* TEXT SHOWN:
W3C home > Mailing lists > Public > public-multilingualweb-lt@w3.org > June 2013

Re: Update to MQM documentation and one question

From: Arle Lommel <arle.lommel@dfki.de>
Date: Fri, 28 Jun 2013 16:11:55 +0200
Cc: Christian Lieske <christian.lieske@sap.com>, public-i18n-its-ig@w3.org, Multilingual Web LT Public List Public List <public-multilingualweb-lt@w3.org>, Aljoscha Burchardt <aljoscha.burchardt@dfki.de>, Felix Sasaki <felix.sasaki@googlemail.com>
Message-Id: <9911D991-7609-45E7-B5F8-3CFBE52AF546@dfki.de>
To: Dave Lewis <dave.lewis@cs.tcd.ie>
Sorry for not responding sooner. I was out for a few days.

Actually, in thinking about your solution #3, since MQM doesn't define one metric, but rather a method for defining metrics, we could do something like this:

<span its:locQualityIssueType="terminology"
      its:locQualityIssueComment="should be &quot;blech&quot;"
      its:locQualityIssueProfileRef="xxx.xx/bobs-metric.mqm#Monolingual_terminology"
>blah</span>

(Here we know that the the ITS 2.0 type is "terminology" and the MQM type is "Monolingual terminology", so the mapping is contained in the markup. It doesn't define the normative mapping, but rather the actual mapping, which I think is more useful.

In this case the ProfileRef would contain something describing the metric used for the task, with an anchored pointer to the specific issue in that description. If we take this approach we could dispense with having any proprietary inline markup at all for MQM and just use ITS markup, in which case MQM becomes an implementation of ITS 2.0 and the problematic relationship Felix was worried about goes away. But by pushing the complexity to the ProfileRef, MQM can still do everything it needs to.

In this case the URL would not point to the mapping (which is of limited value since we've already declared that "terminology" is the ITS 2.0 mapping in this markup), but rather to the description of the actual metric in use.

This doesn't address the need for overlapping or noncontiguous spans, but taking this approach separates that need from the need to point to MQM issue types. It also doesn't address how the system is supposed to understand what xxx.xx/bobs-metric.mqm is supposed to contain as a description, but that is a problem for MQM, not ITS.

* EXTRACTED RECORDS:
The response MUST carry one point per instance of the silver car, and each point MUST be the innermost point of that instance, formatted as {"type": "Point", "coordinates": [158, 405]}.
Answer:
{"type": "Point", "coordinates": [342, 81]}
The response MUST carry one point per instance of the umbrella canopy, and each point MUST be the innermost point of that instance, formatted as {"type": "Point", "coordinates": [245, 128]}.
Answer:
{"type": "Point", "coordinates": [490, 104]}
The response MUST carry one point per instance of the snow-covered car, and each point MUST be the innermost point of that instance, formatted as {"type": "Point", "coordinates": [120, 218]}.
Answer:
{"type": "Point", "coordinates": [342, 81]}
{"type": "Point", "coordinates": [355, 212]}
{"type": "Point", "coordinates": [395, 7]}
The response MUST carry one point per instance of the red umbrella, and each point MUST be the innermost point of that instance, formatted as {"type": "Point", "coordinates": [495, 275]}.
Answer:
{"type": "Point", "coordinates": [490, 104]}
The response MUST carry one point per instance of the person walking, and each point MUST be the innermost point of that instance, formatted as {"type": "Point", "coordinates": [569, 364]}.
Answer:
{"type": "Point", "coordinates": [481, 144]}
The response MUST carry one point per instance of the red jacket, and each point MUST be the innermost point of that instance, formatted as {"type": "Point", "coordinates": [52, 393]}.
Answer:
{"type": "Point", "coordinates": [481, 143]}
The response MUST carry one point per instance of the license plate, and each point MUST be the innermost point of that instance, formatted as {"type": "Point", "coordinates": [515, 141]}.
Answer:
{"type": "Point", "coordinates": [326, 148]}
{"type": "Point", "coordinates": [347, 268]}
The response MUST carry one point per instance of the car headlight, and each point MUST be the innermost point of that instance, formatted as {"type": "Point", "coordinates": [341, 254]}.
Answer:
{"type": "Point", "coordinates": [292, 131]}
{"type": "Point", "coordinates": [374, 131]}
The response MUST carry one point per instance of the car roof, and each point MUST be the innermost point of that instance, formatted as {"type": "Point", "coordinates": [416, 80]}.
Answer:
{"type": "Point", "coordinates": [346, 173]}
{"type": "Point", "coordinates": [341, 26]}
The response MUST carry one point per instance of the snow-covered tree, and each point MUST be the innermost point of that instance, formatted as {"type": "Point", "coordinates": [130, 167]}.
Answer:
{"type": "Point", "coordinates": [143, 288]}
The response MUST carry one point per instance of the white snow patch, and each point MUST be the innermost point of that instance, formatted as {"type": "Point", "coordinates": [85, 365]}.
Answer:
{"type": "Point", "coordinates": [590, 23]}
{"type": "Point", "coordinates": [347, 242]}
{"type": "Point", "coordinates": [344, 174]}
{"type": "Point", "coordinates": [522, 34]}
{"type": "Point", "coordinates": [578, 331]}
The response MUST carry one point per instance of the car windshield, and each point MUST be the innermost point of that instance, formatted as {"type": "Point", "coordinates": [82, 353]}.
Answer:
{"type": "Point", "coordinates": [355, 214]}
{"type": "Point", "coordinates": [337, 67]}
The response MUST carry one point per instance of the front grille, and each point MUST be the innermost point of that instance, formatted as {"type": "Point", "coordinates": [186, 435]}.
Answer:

* PARTS OF THE EXERCISE:
1 – Copy the passage of the MQM email from "W3C home > Mailing" to "a few days." word for word.
2 – Name each its: attribute set on the span element in the MQM email.
3 – Write what comes next in the MQM email, picking up after its final sentence.

* ANSWERS PER TASK:
1 –
W3C home > Mailing lists > Public > public-multilingualweb-lt@w3.org > June 2013

Re: Update to MQM documentation and one question

From: Arle Lommel <arle.lommel@dfki.de>
Date: Fri, 28 Jun 2013 16:11:55 +0200
Cc: Christian Lieske <christian.lieske@sap.com>, public-i18n-its-ig@w3.org, Multilingual Web LT Public List Public List <public-multilingualweb-lt@w3.org>, Aljoscha Burchardt <aljoscha.burchardt@dfki.de>, Felix Sasaki <felix.sasaki@googlemail.com>
Message-Id: <9911D991-7609-45E7-B5F8-3CFBE52AF546@dfki.de>
To: Dave Lewis <dave.lewis@cs.tcd.ie>
Sorry for not responding sooner. I was out for a few days.

2 –
its:locQualityIssueType
its:locQualityIssueComment
its:locQualityIssueProfileRef

3 –
Are you around next week? It might be good to have a conversation about this with those who are interested. There are enough implications that I want to ensure that we do The Right Thing™.

-Arle

On 2013 Jun 29, at 15:19 , Dave Lewis <dave.lewis@cs.tcd.ie> wrote:

> On 26/06/2013 07:38, Lieske, Christian wrote:
>> Furthermore, a comment about granularity and losslessness might be cool (for all columns, not just MQM). Example: The MQM categories for terminology are more granular than the ones of ITS. Thus, going from MQM to ITS always results in a loss of information. This to a certain degree can for example be mitigated by using the its:locQualityIssueComment as follows its:locQualityIssueComment="MQM original value was 'X'".
> 
> Hi Christian, Arle, others,
> Using the its:locQualityIssueComment to help process the mapping is I think a good practical idea. 
> 
> But could we do this in a more structured way to support the automated processing by tools that implement (i.e. generate and consume) the mapping in ITS?
> 
> For example we could offer best practice to reference with a URL identifying the type of the non-ITS QA issue, MQM specifically in this case. We could manage this via identifiers of the mapping via URLs at the ITS IG wiki, e.g.:
> http://www.w3.org/International/its/wiki/LQItoMQM#terminology-Accuracy.Terminology
> I've put an example page up (we could have similar ones for other mapping).
> 
> We would need then to specify best practice in how to reference this from some LQI annotation. Possibilities I could think of were:
> 
> 1) Reference the type level mapping URL from locQualityIssueProfileRef
> 
> e.g. <span its:locQualityIssueType="terminology"
>                   its:locQualityIssueComment="bad term"
>                   its:locQualityIssueProfileRef=
>                     "http://www.w3.org/International/its/wiki/LQItoMQM#terminologyAccuracy.Terminology">blah</span>
> 
> pros: a (sort of) natural use of locQualityIssueProfileRef
> cons: the dereference document (in this case a fragment) would need to include a reference to the actual QA model, ie. MQM - though that makes sense anyway. Arle this would need MQM document fragment URLs for each type, again a good diea anyway. 
> 
> 2) reference the mapping page from locQualityIssueProfileRef and use a prefix to the value of  locQualityIssueComment with a space separating the start of any actual comment text.
> 
> e.g. <span its:locQualityIssueType="terminology"
>                   its:locQualityIssueComment="terminologyAccuracy.Terminology bad term"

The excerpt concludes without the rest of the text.